**Passage provided**
As the boat pulled back out into the dark harbor waters, James hastened to his forward-most East Battery “situated on the front beach, midway between old Fort Johnson and the Lazaretto Point.” There he ordered both of its 10-inch mortars loaded, while standing off to the right-rear of its right-hand piece with his watch in hand, so as to ensure that the deadline was punctiliously observed. Sometime between 4:25 and 4:30 a.m., he shouted the order for Lt. Henry S. Farley to actually tug the lanyard, discharging the right-hand mortar. Captain Lee, waiting expectantly aboard the emissaries’ boat — which was lying on its oars about one-third the distance between Johnson and Sumter — would record years later:
Captain James was a skillful officer, and the firing of the shell was a success. It burst immediately over the fort, apparently about one hundred feet above.
In this engraving, published more than three decades afterward in the monthly Confederate War Journal Illustrated, James’s battery can be pinpointed by its arching line of fire at the extreme upper-left. The West or Hill Battery of his subordinate, Lt. Wade Hampton Gibbes, is also shown firing from a still greater distance beyond, to its immediate right. In the near-foreground at left, gunsmoke can be seen curling from the heavily-reinforced Iron Battery, while the Trapier Battery is ensconced at center — its three 10-inch mortars invisible behind their sandbagged epaulements. Note the two cannoneers emerging from the Trapier’s adjoining service-magazine at lower right, carrying a 90-pound mortar shell suspended between them on a handspike. And far across the harbor, Fort Moultrie can be glimpsed amid its own smoke-plumes at the upper right-hand side of this engraving, with the unmistakable bulk of the Moultrie House Hotel looming at extreme right.
Dismounted Mortar, Fort Pulaski, April 1862
In this evocative scene captured by the 22-year-old apprentice photographer Timothy H. O’Sullivan, a Confederate 10-inch seacoast mortar can be seen lying on its back on the muddy terreplein within recently-surrendered Fort Pulaski, on Cockspur Island near the mouth of the Savannah River, Georgia, where it had fallen after having been flung backward off its bed by the detonation of a Union shell. The force of this explosion had even left the piece’s thick iron muzzle visibly damaged, and apparently sheered off the quoin-screw from its bed as well.
Pulaski’s 360-man garrison had been subjected to 30 hours of long-range, focused shelling by three-dozen heavy Union artillery-pieces on April 10-11, 1862, a barrage originally intended to batter a breach for an amphibious assault against that strongpoint by several thousand men. However, it had soon become evident during the course of this bombardment, that while smoothbore rounds had little effect on the fort’s seven-and-a-half-foot-thick masonry walls, and the aim of Union 13-inch mortars had proven disappointingly inaccurate, the high-velocity shells being fired by five of their rifled 30-pounder Parrott guns and a pair of James guns quickly smashed such a large gap through Pulaski’s southeast corner, that its defenders had capitulated rather than wait to have its northwestern magazine — now exposed directly behind this breach — inevitably struck as well, with catastrophic consequences.

**Stored data**
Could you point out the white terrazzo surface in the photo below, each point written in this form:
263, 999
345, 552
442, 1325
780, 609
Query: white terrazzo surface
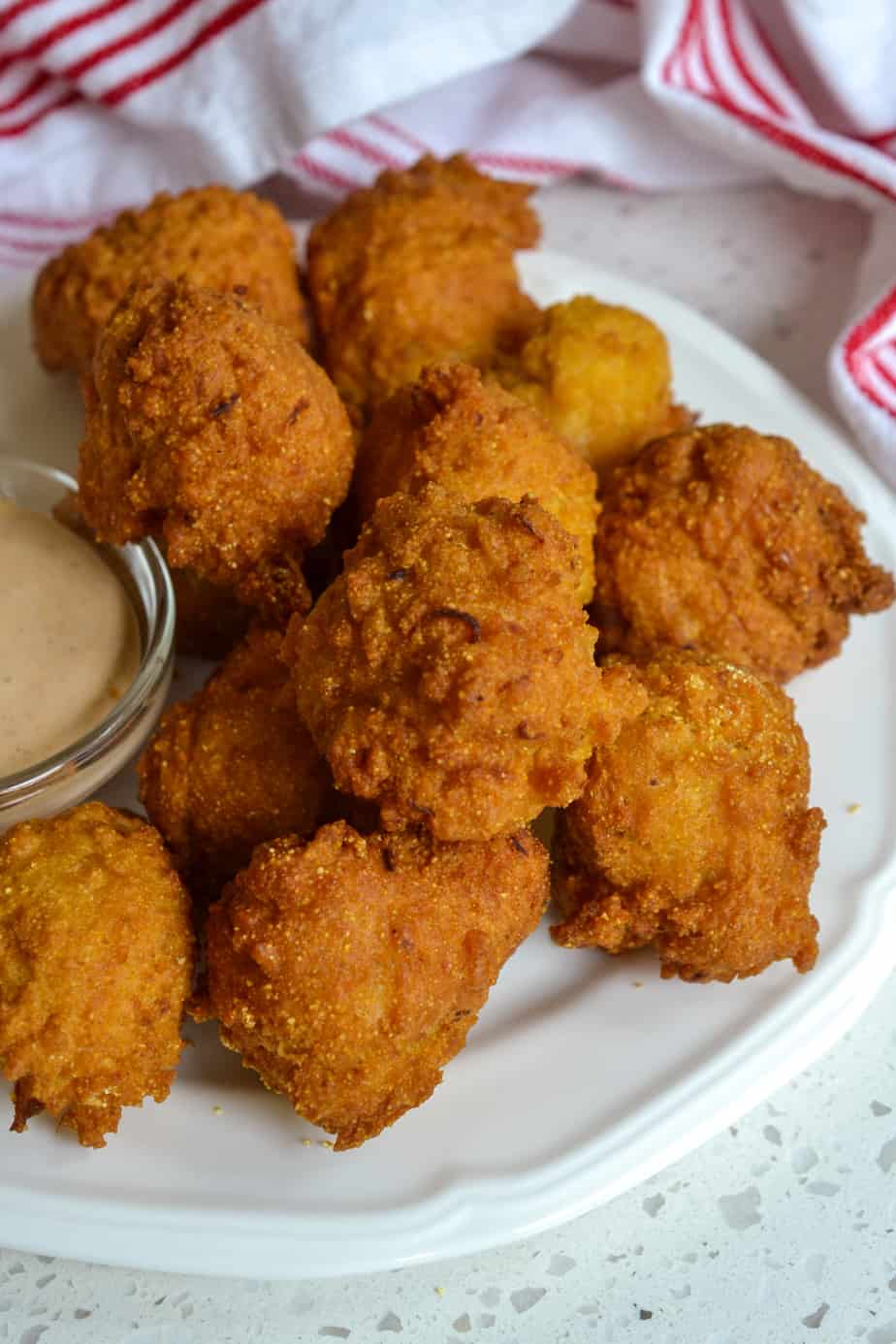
778, 1232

**Directions for this task**
Pick up the passage on the opening shot at Fort Sumter and the bombardment of Fort Pulaski after its final sentence, and continue it.

**The result**
Siege Mortars on Morris Island, Summer 1863
A week after pushing across from Folly Island onto Morris Island, South Carolina, during a dawn assault on July 10, 1863 — yet then failing to carry the Confederate stronghold next day named Fort Wagner, which guarded this latter island’s northern tip — Union Brig. Gen. Quincy A. Gillmore reported to Washington how he had decided to establish a line of artillery batteries and gradually wear down Wagner’s defenses, by having sappers dig approach-trenches under his siege guns’ covering-fire. His initial Federal line, known as the First Parallel, featured nineteen heavy pieces in its advance position named Battery Reynolds, with a support battery of another thirteen to its left-rear known as Battery Hays, and another battery of four 10-inch siege mortars to Reynolds’ right-rear named Battery Weed.
A half-dozen more Union parallels would be added over the ensuing month, as their siege-trenches edged ever closer up the coast toward Wagner, with guns and mortars being moved up in support. By mid-August 1863, Battery Weed had been left behind as one of the rear-most positions, its five 10-inch siege mortars now manned by the 7th Connecticut Volunteer Infantry under Capt. B. F. Skinner. It is believed that it was around this particular time, that the unit was photographed by the partnership of German-born Philip Haas (a pre-war daguerrian) and his assistant Washington Peale — the artillerymen posed in the act of loading and preparing to fire their smaller 10-inch siege mortars, as can be seen in greater detail by clicking on the accompanying video.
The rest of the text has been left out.